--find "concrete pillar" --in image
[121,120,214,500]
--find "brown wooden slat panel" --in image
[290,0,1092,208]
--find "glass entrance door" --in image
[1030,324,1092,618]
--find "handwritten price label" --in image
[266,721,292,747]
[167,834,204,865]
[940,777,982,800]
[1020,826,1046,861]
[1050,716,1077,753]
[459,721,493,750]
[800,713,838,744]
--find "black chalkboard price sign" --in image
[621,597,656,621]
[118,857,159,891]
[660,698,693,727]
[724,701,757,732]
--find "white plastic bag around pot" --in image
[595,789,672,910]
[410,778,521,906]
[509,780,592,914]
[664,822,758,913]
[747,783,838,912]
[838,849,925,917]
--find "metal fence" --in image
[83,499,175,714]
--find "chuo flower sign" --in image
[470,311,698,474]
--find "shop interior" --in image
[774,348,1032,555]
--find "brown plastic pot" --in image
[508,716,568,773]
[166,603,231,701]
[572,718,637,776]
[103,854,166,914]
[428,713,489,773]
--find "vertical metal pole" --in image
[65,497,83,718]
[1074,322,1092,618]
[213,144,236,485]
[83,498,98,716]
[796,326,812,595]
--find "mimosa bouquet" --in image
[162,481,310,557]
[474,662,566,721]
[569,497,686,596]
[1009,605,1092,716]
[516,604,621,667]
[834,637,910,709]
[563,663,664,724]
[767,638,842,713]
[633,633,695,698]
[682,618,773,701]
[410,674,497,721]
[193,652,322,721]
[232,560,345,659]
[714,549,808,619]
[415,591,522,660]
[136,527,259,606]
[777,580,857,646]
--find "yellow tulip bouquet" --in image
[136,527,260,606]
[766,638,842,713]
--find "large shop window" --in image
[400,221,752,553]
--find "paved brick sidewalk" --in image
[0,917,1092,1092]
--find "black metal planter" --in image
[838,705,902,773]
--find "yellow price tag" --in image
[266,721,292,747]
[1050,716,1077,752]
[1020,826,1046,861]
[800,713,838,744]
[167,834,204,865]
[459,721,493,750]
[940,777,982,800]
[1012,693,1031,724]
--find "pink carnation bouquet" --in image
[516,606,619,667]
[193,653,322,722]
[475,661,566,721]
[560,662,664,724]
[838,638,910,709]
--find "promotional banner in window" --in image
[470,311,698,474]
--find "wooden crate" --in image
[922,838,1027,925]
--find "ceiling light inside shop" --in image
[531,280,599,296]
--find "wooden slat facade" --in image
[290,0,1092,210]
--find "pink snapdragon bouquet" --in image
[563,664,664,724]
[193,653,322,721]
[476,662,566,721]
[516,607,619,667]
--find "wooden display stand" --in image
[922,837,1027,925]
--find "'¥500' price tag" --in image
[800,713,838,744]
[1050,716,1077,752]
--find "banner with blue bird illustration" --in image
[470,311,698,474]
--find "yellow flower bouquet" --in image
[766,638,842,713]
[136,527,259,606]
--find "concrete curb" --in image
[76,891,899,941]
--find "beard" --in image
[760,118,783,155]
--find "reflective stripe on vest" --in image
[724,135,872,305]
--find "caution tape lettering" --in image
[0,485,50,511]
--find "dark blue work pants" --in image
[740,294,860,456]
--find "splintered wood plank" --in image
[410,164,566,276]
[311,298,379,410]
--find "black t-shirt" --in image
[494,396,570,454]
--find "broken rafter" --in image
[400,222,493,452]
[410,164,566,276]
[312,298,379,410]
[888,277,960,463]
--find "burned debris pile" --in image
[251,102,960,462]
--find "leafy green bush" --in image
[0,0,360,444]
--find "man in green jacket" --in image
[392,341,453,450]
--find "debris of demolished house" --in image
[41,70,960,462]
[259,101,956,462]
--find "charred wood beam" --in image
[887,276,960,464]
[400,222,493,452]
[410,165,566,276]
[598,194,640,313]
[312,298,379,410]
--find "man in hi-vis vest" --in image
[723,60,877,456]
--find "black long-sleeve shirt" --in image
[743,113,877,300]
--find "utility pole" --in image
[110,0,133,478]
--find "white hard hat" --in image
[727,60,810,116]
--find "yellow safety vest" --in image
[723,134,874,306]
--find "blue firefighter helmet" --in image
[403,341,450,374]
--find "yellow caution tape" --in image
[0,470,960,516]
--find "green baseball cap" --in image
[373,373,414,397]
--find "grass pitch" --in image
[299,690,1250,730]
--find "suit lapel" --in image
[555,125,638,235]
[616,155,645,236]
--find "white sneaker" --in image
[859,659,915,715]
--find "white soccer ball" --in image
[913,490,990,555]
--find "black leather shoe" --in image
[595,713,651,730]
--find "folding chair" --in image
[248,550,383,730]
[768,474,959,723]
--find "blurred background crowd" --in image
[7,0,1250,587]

What you are asked to do: Find every line in the items that contains the string "vest" and copy those lines.

Answer to the exercise:
--find "reflective stripe on vest" --in image
--find "man in hi-vis vest" --in image
--find "yellow safety vest" --in image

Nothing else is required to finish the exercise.